* Extract:
Little-known HSAs are a good plan for some

Your Money


They won't magically solve the problem of rising health care costs, and they won't work for everyone. But more Americans should become familiar with health savings accounts, or HSAs.

Few are. A survey by the Kaiser Family Foundation in February found that 45 percent of Americans said they had not heard about HSAs, which have been available since 2004. Another 24 percent said they had heard about HSAs but did not know what they were.

HSAs are tax-advantaged accounts that allow people not eligible for Medicare to set aside money for health care costs. To be eligible to open an account under government rules, your only health insurance must be a high-deductible policy.

For this year, the deductible must be at least $1,050 for single coverage and $2,100 for families. Nearly 3.2 million Americans were covered by HSA-eligible policies as of January, according to the industry group America's Health Insurance Plans.

The idea behind HSAs is that, by accepting a higher deductible, you can lower your premium. Then you set aside money in the health savings account. The funds are portable if you change jobs and can be rolled from one year into the next.

Proponents say they encourage consumers to shop for medical care and drive down costs. Opponents say they only benefit the young, well-off and healthy, and may discourage people on tight budgets from seeking care.

Whatever your point of view, consider the problem: According to an estimate by Fidelity Investments, a 65-year-old couple retiring this year without employer-sponsored retiree health insurance needs $200,000 to cover medical costs in retirement.

This estimate, up an average of 5.8 percent a year since 2002, includes the cost of Medicare Part B and Part D premiums, co-payments, deductibles and excluded benefits, and out-of-pocket costs for prescription drugs. It does not even include the cost of over-the-counter medications, most dental services and, if needed, long-term care.

With insurance premiums rising more than three times faster than salaries, Americans "should be calculating and factoring lifelong health care expenses into their overall financial planning," said Brad Kimler, a Fidelity executive.

One tool is the health savings account (for a list of insurance companies offering eligible policies and of financial institutions offering HSAs, check out Web sites such as, www.hsa and www.hsainsider .com).

For this year, account holders can contribute the lesser of their policy deductible or $2,700 for individual coverage or $5,450 for family coverage. People age 55 and older can make an additional $700 catch-up contribution.

* Work item A: According to the Kaiser Family Foundation survey cited in the article on health savings accounts, what percentage of Americans had not heard about HSAs?
* Work item B: Retype the part of the article on health savings accounts from "For this year, the" to "into the next." without changing any wording or punctuation.

* Supplied information:
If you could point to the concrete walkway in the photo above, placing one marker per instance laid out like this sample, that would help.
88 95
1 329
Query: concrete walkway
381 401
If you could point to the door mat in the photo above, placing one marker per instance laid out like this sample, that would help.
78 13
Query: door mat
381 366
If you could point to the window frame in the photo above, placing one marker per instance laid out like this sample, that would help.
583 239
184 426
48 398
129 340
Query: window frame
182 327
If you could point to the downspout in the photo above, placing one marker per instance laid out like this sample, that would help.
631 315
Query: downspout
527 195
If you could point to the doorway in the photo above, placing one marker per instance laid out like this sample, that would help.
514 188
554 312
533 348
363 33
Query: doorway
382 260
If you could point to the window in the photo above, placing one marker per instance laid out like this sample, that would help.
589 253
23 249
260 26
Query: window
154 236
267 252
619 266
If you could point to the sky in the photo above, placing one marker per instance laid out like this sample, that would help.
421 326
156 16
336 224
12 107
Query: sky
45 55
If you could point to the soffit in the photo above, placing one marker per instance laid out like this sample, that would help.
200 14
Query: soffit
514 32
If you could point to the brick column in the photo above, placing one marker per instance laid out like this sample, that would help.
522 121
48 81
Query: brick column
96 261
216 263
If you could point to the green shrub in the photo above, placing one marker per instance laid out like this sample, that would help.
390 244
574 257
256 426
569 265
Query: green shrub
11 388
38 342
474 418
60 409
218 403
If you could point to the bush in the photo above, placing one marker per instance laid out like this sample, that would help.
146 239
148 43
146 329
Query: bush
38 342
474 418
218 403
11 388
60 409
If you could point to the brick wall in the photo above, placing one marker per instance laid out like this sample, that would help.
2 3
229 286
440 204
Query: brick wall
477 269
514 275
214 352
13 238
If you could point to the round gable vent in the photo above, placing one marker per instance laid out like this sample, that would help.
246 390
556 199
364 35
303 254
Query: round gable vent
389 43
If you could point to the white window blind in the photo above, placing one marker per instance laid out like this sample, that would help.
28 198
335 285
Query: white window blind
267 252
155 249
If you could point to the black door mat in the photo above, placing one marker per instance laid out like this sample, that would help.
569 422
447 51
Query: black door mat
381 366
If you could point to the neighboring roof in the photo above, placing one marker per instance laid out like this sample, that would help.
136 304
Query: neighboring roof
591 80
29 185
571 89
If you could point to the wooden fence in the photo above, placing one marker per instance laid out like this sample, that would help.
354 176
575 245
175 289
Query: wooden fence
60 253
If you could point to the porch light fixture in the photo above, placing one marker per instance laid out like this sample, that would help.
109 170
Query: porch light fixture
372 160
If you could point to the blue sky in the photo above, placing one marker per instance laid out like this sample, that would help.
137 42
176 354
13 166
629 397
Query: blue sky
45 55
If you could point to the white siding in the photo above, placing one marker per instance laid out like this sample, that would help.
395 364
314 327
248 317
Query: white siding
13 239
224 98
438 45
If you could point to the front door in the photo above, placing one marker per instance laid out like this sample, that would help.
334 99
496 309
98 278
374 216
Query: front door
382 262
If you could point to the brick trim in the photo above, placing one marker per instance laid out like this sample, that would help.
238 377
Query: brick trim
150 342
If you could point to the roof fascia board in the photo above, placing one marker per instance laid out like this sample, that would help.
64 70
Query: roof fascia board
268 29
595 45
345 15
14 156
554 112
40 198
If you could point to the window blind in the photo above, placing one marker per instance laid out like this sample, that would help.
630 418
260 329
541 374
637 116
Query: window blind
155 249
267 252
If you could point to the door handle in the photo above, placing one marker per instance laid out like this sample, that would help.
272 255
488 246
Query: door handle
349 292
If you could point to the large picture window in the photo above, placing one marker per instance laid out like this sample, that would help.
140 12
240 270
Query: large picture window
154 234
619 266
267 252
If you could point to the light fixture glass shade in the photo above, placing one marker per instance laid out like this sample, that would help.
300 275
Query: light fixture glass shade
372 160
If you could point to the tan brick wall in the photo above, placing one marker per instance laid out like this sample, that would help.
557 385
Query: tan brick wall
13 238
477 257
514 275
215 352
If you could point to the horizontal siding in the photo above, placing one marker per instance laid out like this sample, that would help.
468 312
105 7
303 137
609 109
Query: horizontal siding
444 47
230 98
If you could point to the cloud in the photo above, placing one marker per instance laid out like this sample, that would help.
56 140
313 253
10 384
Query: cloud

* Solution A: 45 percent

* Solution B:
For this year, the deductible must be at least $1,050 for single coverage and $2,100 for families. Nearly 3.2 million Americans were covered by HSA-eligible policies as of January, according to the industry group America's Health Insurance Plans.

The idea behind HSAs is that, by accepting a higher deductible, you can lower your premium. Then you set aside money in the health savings account. The funds are portable if you change jobs and can be rolled from one year into the next.